THE REQUEST » Repeat the whole passage about negotiation training for city mayors word for word.

SELECTED EXCERPT »
○ ○ ○ ○ ○
Mayors who have participated in the Bloomberg Harvard initiative over the past six years often identify negotiation as an area where they seek personal and staff-wide development. “We negotiate every day,” said Memphis, Tennessee, mayor Jim Strickland, who became a member of the first Bloomberg Harvard mayoral cohort in 2017. “Human resources and collective bargaining, real estate and economic development, city treasury and procurement functions, housing and homelessness: in so many contexts, our city needs to come to the table with sharpened skills to get optimal outcomes.”

His team agrees. Jennifer Sink, the city’s chief legal officer, echoed other participants in describing the sessions as “a gold mine.” She absorbed insights that will help her move often-adversarial situations toward mutually beneficial visions, leverage multiple types of negotiating power, and recognize how to respond to negotiating table challenges with winning moves.

“I’ll take as many of the teachings as I can back to my entire team,” said Doug McGowen, Memphis's chief operating officer. “I expect we’ll be able to make better deals and save taxpayers’ money even as we navigate increasingly complex stakeholder environments.”

The centerpiece of the new program is a suite of curricular materials tailored to the public sector, including six teaching cases that progress from fundamental concepts to complex, multiparty situations, helping students and city leaders alike turbocharge their expertise.  The cases, each highlighting specific negotiating learnings, look at examples ranging from infrastructure development in Kampala, Uganda, to securing lawn mowing services in Stockton, California. The research and resources were produced by Brian Mandell, the Mohamed Kamal Senior Lecturer in Negotiations and Public Policy at HKS and director of the Negotiation and Conflict Resolution Collaboratory, in collaboration with the other program faculty and de Jong’s team. They are offered free online at

Bloomberg event participants.
○ ○ ○ ○ ○
GIVEN DATA »
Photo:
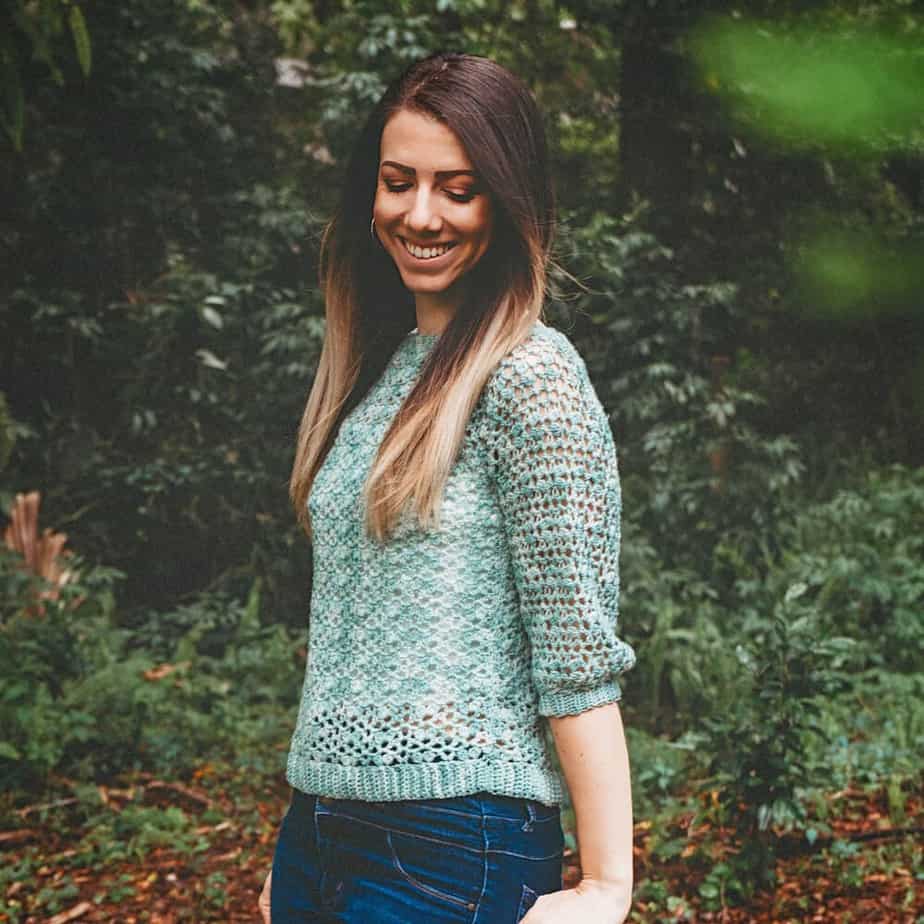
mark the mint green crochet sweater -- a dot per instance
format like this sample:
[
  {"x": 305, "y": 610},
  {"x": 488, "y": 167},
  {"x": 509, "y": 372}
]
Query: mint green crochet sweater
[{"x": 434, "y": 658}]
○ ○ ○ ○ ○
WRITTEN SOLUTION »
Mayors who have participated in the Bloomberg Harvard initiative over the past six years often identify negotiation as an area where they seek personal and staff-wide development. “We negotiate every day,” said Memphis, Tennessee, mayor Jim Strickland, who became a member of the first Bloomberg Harvard mayoral cohort in 2017. “Human resources and collective bargaining, real estate and economic development, city treasury and procurement functions, housing and homelessness: in so many contexts, our city needs to come to the table with sharpened skills to get optimal outcomes.”

His team agrees. Jennifer Sink, the city’s chief legal officer, echoed other participants in describing the sessions as “a gold mine.” She absorbed insights that will help her move often-adversarial situations toward mutually beneficial visions, leverage multiple types of negotiating power, and recognize how to respond to negotiating table challenges with winning moves.

“I’ll take as many of the teachings as I can back to my entire team,” said Doug McGowen, Memphis's chief operating officer. “I expect we’ll be able to make better deals and save taxpayers’ money even as we navigate increasingly complex stakeholder environments.”

The centerpiece of the new program is a suite of curricular materials tailored to the public sector, including six teaching cases that progress from fundamental concepts to complex, multiparty situations, helping students and city leaders alike turbocharge their expertise.  The cases, each highlighting specific negotiating learnings, look at examples ranging from infrastructure development in Kampala, Uganda, to securing lawn mowing services in Stockton, California. The research and resources were produced by Brian Mandell, the Mohamed Kamal Senior Lecturer in Negotiations and Public Policy at HKS and director of the Negotiation and Conflict Resolution Collaboratory, in collaboration with the other program faculty and de Jong’s team. They are offered free online at

Bloomberg event participants.